## Brano
Il luglio dei contratti firmati La scelta di «anticipare» il governo
Il lavoro è tornato al centro della lotta politica e il passaggio parlamentare del decreto Dignità promette scintille. Può infatti mettere alla prova la solidità dell’alleanza tra Movimento 5 Stelle e Lega perché molti deputati salviniani del Nord la pensano come la Confindustria e al momento giusto potrebbero segnalarlo. Intanto fuori dalla politica e lontano dalle reprimende del neoministro Luigi Di Maio assistiamo a un crescendo di accordi sindacali sia a livello centrale sia nei territori/fabbriche. Con la sorpresa degli stessi addetti ai lavori in poco più di una settimana è stato firmato il contratto nazionale chimico farmaceutico che sarebbe scaduto a fine anno, è stato rinnovato -—seppur con ampio ritardo — il contratto nazionale degli edili (un milione di lavoratori) e, infine, si è chiuso il contratto del commercio delle aziende aderenti alla Confesercenti. Ma non è tutto. Sempre negli stessi giorni è stato firmato il contratto integrativo della Ferrero di Alba, quello della Lamborghini-audi e la prima intesa sindacale dei lavoratori degli hotel Marriott. È chiaro che si tratta di intese stipulate a livelli e contesti differenti: non riguardano materie omogenee e al loro interno contengono sia scelte «fotocopia» di passati accordi sia formule innovative, ma messi tutti assieme fanno massa critica e segnalano nel caldo luglio del 2018 una vitalità delle forze della rappresentanza sociale che quantomeno va indagata.

## Consegna A
Secondo il brano sui contratti firmati a luglio, quanti lavoratori riguarda il contratto nazionale degli edili?

## Dati forniti
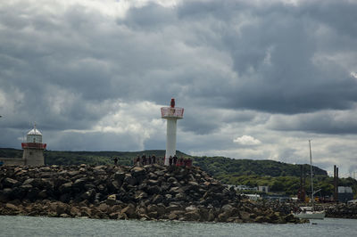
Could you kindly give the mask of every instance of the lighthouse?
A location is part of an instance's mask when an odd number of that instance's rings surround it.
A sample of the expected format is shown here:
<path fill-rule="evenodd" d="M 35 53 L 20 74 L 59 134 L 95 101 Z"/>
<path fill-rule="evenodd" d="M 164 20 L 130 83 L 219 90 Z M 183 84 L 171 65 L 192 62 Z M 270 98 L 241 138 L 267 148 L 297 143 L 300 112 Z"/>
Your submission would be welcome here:
<path fill-rule="evenodd" d="M 170 107 L 162 107 L 162 118 L 167 120 L 166 128 L 166 154 L 165 166 L 169 166 L 169 158 L 176 155 L 176 127 L 178 119 L 184 118 L 184 108 L 175 107 L 175 99 L 172 98 Z"/>
<path fill-rule="evenodd" d="M 46 144 L 42 143 L 42 134 L 36 128 L 31 129 L 26 135 L 26 143 L 21 143 L 23 149 L 22 159 L 25 166 L 45 165 L 44 150 Z"/>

## Consegna B
Riproduca fedelmente tutti i record riportati sopra, senza includere le immagini.

## Risposta A
Un milione di lavoratori.

## Risposta B
Could you kindly give the mask of every instance of the lighthouse?
A location is part of an instance's mask when an odd number of that instance's rings surround it.
A sample of the expected format is shown here:
<path fill-rule="evenodd" d="M 35 53 L 20 74 L 59 134 L 95 101 Z"/>
<path fill-rule="evenodd" d="M 164 20 L 130 83 L 219 90 Z M 183 84 L 171 65 L 192 62 Z M 270 98 L 241 138 L 267 148 L 297 143 L 300 112 Z"/>
Your submission would be welcome here:
<path fill-rule="evenodd" d="M 170 107 L 162 107 L 162 118 L 167 120 L 166 128 L 166 154 L 165 166 L 169 166 L 169 158 L 176 155 L 176 127 L 178 119 L 184 118 L 184 108 L 175 107 L 175 99 L 172 98 Z"/>
<path fill-rule="evenodd" d="M 46 144 L 42 143 L 42 134 L 36 128 L 31 129 L 26 135 L 26 143 L 21 143 L 23 149 L 22 159 L 25 166 L 45 165 L 44 150 Z"/>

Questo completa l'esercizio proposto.